**ОТРЫВОК**
Николай Гумилев | страница 64
Вопрос только в том, что является гарантом этой гумилевской «власти над умами», этого идеологического диктата, — вот о чем не говорит и Волков, и многие другие.
В «Открытии Америки» источником власти Колумба оказывается не физическое насилие, т. е. не тот самый пресловутый «пистолет», который вырывается в решающий момент «из-за пояса», а духовная целеустремленность:
Гумилевская трактовка образа Колумба учитывает прежде всего те духовные мотивы его подвига, которые обычно, особенно в современных версиях событий 1492 года, заслоняются мотивами меркантильными, куда более понятными людям XX века. Между тем в одном из писем королю Испании Колумб прямо говорит о провиденциальном и миссионерском характере грядущего путешествия. «Я явился к Вашему Величеству, — пишет он, — как посланник Святой Троицы к могущественнейшему христианскому государю для содействия в распространении святой христианской веры; ибо воистину Бог говорит ясно об этих заморских странах устами пророка Исайи, когда он заявляет, что из Испании должно распространиться Его Святое Имя» (цит. по: Анучин Д. Н. О судьбе Колумба как исторической личности, и о спорных и темных пунктах его биографии // Землеведение. Т. 1. Кн. 1.1894. С. 210).

**ЗАДАНИЯ К УПРАЖНЕНИЮ**
1. Ответьте, пожалуйста, на вопросы по отрывку:
(a) Что в «Открытии Америки» оказывается источником власти Колумба?
(b) Кому Колумб адресует письмо, упомянутое в отрывке?
(c) Устами какого пророка, по словам Колумба, Бог говорит об этих заморских странах?
2. Согласуются ли эти утверждения с отрывком? Ответьте «да» или «нет» и приведите решающие слова из отрывка.
(a) Волков объясняет, что является гарантом гумилевской «власти над умами».
(b) В письме Колумб называет себя посланником Святой Троицы.
(c) В современных версиях событий 1492 года духовные мотивы подвига Колумба обычно выходят на первый план.

Записи из набора для разметки точками
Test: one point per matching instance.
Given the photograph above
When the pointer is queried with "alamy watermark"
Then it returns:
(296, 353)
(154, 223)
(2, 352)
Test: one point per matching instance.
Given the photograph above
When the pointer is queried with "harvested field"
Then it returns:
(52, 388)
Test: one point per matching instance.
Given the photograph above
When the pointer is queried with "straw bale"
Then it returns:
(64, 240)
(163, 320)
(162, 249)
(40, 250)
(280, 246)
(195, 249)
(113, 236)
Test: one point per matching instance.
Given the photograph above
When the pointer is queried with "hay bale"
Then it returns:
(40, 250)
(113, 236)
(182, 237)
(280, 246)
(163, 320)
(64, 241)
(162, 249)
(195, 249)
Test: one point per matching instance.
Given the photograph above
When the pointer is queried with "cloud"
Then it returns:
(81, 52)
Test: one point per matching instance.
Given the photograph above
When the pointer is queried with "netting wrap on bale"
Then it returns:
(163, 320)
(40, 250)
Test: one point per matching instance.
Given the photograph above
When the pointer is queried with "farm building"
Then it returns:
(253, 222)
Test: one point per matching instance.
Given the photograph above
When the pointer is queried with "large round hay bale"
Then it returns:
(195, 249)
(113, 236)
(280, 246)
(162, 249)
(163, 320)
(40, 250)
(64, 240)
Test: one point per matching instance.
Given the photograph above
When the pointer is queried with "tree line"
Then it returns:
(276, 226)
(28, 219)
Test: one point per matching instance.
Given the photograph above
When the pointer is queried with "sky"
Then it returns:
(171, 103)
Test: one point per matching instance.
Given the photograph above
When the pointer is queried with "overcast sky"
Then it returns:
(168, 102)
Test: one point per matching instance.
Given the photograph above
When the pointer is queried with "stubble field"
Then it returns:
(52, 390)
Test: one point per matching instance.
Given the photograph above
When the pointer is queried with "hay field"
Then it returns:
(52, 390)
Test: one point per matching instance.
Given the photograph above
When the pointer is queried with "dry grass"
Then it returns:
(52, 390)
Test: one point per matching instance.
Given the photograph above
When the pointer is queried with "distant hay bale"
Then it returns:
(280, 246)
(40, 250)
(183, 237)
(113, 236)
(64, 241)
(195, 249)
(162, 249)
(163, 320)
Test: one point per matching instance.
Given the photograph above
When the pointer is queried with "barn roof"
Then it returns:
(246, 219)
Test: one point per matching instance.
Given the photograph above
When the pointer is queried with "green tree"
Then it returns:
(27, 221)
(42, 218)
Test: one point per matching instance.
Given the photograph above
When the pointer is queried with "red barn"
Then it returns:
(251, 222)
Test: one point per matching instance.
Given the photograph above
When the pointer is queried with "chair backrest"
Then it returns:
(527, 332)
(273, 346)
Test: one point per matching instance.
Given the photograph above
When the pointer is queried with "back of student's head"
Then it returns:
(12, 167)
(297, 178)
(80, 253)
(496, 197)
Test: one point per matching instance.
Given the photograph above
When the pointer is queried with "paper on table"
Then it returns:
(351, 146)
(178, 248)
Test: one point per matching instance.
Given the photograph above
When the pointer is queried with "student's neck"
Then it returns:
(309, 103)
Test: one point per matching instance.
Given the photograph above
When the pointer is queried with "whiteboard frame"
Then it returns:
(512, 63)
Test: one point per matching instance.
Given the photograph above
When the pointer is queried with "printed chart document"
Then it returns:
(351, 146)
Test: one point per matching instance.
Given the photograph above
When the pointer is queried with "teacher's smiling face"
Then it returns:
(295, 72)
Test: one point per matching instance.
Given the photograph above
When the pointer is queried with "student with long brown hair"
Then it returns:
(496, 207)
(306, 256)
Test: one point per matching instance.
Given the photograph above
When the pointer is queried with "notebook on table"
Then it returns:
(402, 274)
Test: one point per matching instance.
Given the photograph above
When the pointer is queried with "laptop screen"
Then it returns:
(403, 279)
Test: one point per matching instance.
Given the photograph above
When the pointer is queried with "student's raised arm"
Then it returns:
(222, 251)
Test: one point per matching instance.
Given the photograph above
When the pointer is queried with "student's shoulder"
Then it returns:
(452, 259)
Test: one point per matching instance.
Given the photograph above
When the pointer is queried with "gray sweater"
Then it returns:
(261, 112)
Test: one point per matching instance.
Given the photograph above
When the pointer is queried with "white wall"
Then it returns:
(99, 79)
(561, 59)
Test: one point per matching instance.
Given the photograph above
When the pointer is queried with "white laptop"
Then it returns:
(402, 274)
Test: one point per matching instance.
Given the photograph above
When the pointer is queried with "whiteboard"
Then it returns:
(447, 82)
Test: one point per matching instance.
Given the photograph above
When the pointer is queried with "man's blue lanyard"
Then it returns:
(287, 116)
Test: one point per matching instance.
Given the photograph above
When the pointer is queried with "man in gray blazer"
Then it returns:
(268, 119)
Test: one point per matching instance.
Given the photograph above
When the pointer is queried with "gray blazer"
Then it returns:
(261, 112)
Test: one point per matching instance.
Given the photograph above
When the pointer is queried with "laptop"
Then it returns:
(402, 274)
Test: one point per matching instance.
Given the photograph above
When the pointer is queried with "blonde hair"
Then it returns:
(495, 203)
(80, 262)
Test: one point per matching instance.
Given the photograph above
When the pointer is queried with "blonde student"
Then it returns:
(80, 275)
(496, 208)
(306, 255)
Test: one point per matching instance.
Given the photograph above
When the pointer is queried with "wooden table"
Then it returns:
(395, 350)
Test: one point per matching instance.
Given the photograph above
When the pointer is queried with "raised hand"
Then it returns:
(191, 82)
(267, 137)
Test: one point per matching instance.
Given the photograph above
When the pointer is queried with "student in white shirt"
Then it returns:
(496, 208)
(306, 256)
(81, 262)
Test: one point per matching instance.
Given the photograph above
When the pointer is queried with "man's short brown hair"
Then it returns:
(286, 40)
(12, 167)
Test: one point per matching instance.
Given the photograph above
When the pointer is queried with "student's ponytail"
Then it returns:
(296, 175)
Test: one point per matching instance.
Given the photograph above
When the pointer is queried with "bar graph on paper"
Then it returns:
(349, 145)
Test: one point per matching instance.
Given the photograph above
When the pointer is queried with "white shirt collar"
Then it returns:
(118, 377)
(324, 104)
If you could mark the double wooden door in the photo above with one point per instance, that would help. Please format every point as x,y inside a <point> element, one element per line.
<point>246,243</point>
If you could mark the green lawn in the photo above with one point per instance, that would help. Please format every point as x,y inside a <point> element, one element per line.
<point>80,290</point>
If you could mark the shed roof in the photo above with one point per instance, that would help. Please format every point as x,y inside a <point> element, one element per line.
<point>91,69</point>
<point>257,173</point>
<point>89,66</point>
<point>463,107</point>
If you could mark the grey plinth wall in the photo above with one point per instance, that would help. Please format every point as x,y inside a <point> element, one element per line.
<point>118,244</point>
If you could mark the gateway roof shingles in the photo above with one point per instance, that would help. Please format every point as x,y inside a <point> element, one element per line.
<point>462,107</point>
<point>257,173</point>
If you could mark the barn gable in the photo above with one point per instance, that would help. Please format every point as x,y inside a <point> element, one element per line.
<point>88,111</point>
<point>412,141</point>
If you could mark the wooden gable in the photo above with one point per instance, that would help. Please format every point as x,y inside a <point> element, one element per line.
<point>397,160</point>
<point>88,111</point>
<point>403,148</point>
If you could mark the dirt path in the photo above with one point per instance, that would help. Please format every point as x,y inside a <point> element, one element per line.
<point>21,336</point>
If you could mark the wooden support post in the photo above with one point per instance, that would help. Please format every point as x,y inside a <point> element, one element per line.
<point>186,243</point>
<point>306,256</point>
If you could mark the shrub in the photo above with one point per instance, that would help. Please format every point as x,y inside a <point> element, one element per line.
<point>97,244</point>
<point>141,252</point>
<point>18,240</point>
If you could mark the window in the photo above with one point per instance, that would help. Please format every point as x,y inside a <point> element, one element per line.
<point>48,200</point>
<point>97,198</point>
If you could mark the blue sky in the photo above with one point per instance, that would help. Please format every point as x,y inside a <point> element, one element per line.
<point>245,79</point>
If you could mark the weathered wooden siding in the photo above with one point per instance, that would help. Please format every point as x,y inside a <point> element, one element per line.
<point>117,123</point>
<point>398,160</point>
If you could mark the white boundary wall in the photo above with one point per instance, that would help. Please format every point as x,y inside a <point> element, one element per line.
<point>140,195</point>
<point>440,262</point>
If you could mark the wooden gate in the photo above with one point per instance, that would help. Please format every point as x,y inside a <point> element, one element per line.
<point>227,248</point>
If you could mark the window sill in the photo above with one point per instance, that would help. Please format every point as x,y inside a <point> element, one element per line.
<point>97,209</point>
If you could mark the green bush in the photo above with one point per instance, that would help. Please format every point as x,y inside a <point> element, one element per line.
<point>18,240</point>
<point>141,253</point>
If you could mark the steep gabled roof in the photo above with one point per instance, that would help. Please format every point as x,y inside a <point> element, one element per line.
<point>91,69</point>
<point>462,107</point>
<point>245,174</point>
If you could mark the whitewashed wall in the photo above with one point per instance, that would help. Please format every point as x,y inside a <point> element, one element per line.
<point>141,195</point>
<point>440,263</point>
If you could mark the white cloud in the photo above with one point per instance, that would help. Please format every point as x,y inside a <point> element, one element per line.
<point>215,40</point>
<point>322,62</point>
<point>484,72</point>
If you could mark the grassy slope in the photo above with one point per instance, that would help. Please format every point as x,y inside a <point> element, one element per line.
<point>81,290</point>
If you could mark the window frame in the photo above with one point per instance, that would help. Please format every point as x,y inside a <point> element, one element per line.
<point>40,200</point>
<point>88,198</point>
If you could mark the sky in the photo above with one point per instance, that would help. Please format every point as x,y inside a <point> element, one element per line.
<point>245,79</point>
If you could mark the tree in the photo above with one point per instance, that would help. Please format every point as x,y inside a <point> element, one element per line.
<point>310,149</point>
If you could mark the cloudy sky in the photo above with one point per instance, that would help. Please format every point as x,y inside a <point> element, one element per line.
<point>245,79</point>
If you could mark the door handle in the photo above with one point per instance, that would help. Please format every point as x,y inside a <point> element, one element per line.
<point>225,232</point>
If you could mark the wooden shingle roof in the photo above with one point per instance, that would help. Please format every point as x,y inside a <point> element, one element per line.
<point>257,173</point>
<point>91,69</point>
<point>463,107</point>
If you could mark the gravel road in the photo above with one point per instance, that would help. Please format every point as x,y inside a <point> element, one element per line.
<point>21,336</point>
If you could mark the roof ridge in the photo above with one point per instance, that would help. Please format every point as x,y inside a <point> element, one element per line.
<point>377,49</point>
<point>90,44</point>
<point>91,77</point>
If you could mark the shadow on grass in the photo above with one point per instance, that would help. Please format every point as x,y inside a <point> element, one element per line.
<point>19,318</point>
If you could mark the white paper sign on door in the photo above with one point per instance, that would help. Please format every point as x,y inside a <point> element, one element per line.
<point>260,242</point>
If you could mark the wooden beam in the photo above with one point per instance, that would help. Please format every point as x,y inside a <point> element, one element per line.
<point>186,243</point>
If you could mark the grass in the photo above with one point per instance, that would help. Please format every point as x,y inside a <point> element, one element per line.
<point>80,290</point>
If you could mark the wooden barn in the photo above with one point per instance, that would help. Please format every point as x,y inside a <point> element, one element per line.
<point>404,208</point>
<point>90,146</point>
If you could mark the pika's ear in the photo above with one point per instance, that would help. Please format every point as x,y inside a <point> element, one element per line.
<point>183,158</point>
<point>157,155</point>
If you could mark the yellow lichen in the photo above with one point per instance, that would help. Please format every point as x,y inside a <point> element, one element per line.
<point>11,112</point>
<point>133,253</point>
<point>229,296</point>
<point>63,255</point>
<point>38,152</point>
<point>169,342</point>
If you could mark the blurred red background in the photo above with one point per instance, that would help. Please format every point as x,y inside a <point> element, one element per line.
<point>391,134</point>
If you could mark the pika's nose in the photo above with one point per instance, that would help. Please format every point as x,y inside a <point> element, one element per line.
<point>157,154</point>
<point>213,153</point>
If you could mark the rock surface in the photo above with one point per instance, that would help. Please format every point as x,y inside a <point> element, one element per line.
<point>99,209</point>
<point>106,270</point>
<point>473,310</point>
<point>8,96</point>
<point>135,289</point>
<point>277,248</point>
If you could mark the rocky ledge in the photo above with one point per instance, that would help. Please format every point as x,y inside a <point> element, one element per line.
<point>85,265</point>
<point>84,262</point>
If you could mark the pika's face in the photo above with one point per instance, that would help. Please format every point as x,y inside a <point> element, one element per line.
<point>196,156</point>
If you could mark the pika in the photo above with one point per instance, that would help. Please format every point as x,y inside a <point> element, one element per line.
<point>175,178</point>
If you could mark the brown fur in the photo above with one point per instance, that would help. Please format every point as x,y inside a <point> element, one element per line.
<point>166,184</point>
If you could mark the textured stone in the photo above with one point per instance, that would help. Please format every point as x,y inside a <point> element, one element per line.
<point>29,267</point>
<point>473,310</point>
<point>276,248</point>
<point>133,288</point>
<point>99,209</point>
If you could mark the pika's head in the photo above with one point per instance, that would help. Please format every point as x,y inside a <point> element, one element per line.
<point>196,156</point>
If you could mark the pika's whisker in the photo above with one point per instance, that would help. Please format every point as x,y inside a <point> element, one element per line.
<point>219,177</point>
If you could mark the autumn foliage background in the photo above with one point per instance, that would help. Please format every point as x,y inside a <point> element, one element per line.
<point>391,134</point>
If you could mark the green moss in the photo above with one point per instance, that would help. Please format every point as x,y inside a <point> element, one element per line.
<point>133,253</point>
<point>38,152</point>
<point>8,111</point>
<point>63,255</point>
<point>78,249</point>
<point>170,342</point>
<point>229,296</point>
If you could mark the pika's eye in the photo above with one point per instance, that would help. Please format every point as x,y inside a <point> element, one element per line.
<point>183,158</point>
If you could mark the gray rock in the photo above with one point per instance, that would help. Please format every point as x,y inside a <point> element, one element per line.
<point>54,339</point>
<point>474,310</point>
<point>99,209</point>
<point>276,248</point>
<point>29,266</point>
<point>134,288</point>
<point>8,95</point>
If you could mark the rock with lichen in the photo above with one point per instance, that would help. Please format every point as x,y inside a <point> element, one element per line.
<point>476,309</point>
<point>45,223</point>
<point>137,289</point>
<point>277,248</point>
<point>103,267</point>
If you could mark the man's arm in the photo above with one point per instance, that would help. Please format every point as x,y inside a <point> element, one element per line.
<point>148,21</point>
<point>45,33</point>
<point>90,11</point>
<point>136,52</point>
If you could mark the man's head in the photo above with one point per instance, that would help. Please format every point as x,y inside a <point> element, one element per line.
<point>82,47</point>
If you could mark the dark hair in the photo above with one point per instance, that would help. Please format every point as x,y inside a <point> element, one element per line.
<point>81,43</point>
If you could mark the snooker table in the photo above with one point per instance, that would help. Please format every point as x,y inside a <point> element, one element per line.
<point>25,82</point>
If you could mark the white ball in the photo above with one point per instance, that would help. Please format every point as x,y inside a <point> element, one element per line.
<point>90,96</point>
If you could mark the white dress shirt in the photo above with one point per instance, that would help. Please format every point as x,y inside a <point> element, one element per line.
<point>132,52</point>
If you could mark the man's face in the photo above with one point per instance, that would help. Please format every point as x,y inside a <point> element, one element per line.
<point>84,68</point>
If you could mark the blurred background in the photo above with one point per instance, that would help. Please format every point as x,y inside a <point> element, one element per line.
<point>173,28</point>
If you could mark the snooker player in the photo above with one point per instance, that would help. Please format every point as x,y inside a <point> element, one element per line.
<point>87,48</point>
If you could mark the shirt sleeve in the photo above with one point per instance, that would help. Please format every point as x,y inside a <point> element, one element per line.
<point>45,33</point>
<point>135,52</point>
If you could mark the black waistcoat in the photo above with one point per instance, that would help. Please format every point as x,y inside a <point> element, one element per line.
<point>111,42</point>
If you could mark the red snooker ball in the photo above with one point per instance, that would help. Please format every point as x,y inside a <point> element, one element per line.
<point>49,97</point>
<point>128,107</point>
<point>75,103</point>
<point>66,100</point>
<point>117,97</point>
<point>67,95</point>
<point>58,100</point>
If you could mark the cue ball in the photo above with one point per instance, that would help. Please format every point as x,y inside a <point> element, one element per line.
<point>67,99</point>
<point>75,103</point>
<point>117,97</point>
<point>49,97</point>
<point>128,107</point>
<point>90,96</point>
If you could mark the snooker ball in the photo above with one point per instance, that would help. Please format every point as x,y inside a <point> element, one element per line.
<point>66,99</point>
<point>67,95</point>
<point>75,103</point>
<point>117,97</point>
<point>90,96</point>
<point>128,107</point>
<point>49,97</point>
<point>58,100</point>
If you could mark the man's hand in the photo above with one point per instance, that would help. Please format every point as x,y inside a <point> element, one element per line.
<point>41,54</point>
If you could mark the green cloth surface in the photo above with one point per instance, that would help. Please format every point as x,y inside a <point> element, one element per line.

**ОЖИДАЕМЫЕ ОТВЕТЫ**
1.
(a) Духовная целеустремленность, а не физическое насилие.
(b) Королю Испании.
(c) Пророка Исайи.

2.
(a) Нет: «вот о чем не говорит и Волков, и многие другие».
(b) Да: «Я явился к Вашему Величеству, — пишет он, — как посланник Святой Троицы».
(c) Нет: «которые обычно, особенно в современных версиях событий 1492 года, заслоняются мотивами меркантильными».